» 提取文本
--

莫烦pytorch学习笔记

news/2024/7/4 13:21:43
  • torch.dot()处理两个1-D tensor,结果为1*1的数, torch.mm(a, b)执行矩阵乘法, 还有 torch.normal(...), torch.zeros(...), x.pow(2)等等函数
  • torch.unsqueeze()增加一个维度,使 i * j tensor 变为  1 * i * j 或 i * j * 1 等,可以指定dim
  • torch.linspace( a, b, c)相当于matlab 的 a : b,均匀产生c个点
  • torch.nn.Module是自定义网络的基类,需要自定义forward(self)和 __init__(self), 在init中需要
    class Net(torch.nn.Module):
        def __init(self):
            super(Net, self).__init__()
            ##....
    

     

  • torch.nn.Linear(a, b)返回一个a * b 的线性分类器,可以这么用:
    hidden = torch.nn.Linear(n_features), n_hidden) 
    y = F.relu(hidden(x))

     

  • 可以用print(Net)打印出自定义的网络信息

  • loss_func = torch.MSELoss()返回均方误差函数 , 接下来可以使用该函数 loss = loss_func(pred, y),然后 loss.backward();      loss_func = torch.nn.CrossEntropyLoss()返回交叉熵函数,接下来可以类似上述过程计算交叉熵损失

  • optimizer = torch.optim.SGD(net.parameters(), lr=0.1), 每次迭代要记得调用optimizer.zero_grad(),在需要的loss.backward()之后,用optimizer.step()来更新参数

  • import torch.nn.functional as F以使用F.relu、F.softmax等等

  • import torch.utils.data as Data 以使用Data.TensorDataset()和Data.DataLoader()
##此处x,y为数据集的tensor
torch_dataset = Data.TensorDataset(data_tensor=x, target_tensor=y)
loader = Data.DataLoader(
    dataset=torch_dataset,
    batch_size=BATCH_SIZE,
    shuffle=True,    ##是否打乱次序
    num_workers=2    ##线程
)

--

» 条目
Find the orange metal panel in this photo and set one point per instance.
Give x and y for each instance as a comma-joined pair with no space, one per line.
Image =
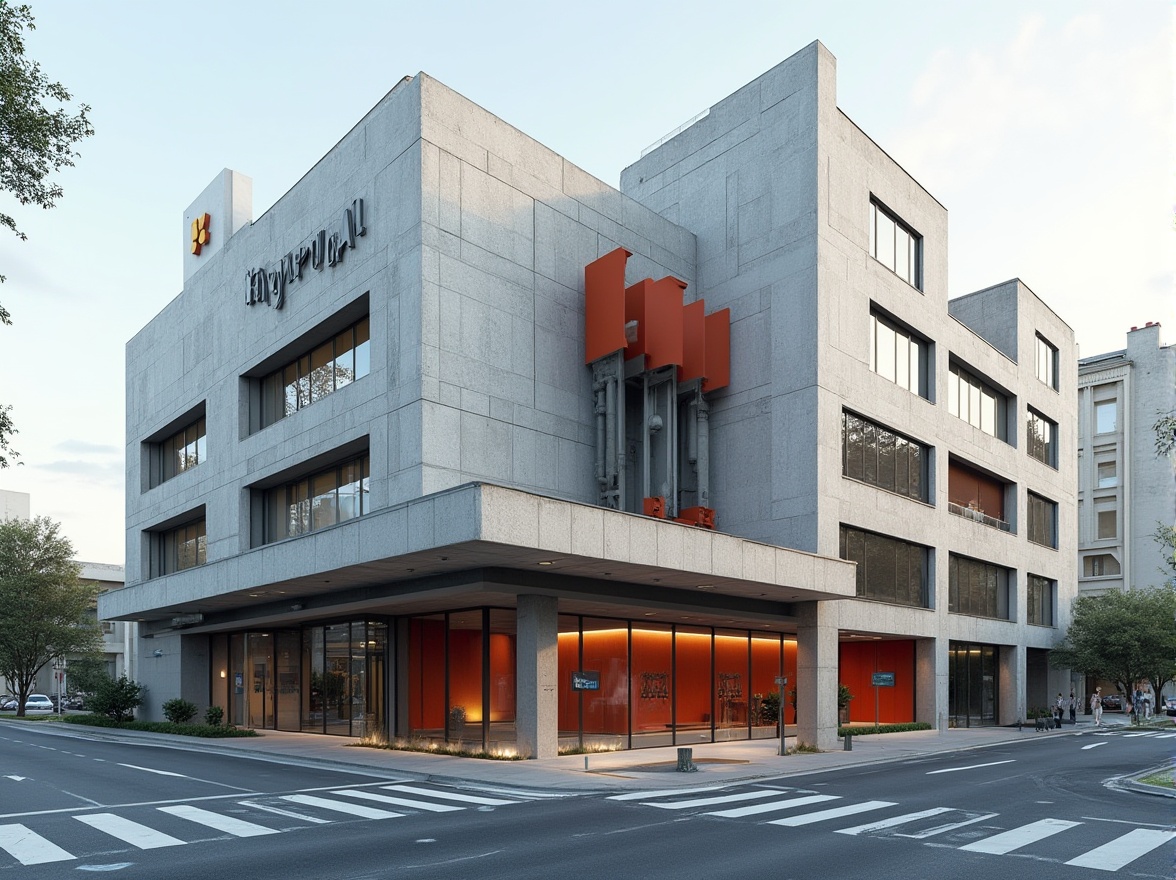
694,341
663,322
605,305
719,351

--

» 需完成任务
A - 把上面全部条目逐行原样照抄一遍,答案中不要放入图片。
B - 接着上面这篇PyTorch学习笔记的最后一段往下续写。

» 逐项回答
A -
Find the orange metal panel in this photo and set one point per instance.
Give x and y for each instance as a comma-joined pair with no space, one per line.
Image =
694,341
663,322
605,305
719,351

B -
for epoch in range(3):
    for step, (batch_x, batch_y) in enumerate(loader):
        ##  train .....

 

  • torch.save(net, 'net.pkl')
    net  = torch.load('net.pkl')
  • nn.Conv2d(in_channels=1, out_channels=16, channel_size=5, stride=1, padding=2)
    nn.MaxPool2d()
  • 注意在莫烦的pytorch中使用的Variable已经被pytorch抛弃,合并到tensor中去了,所以现在可以直接使用tensor进行训练而不需要用variable包装,对于volatile,也已经被抛弃,需要使用with torch.no_grad()来使该with下声明的tensor不计算梯度,不更新参数

 这里是CNN层的代码,要注意的地方是,在__init__()中定义各个层的功能,在forward()中连接起各层,要注意把conv后的tensor展平,要注意保留batch的维度,但是只在forward中考虑batch的维度,在定义的时候不需考虑,view函数的用法相当于reshape,在指定为-1的地方表示该处值自动推断

class CNN(nn.Module):
    def __init__(self):
        super(CNN, self).__init__()
        self.conv1 = nn.Sequential(#(1, 28, 28)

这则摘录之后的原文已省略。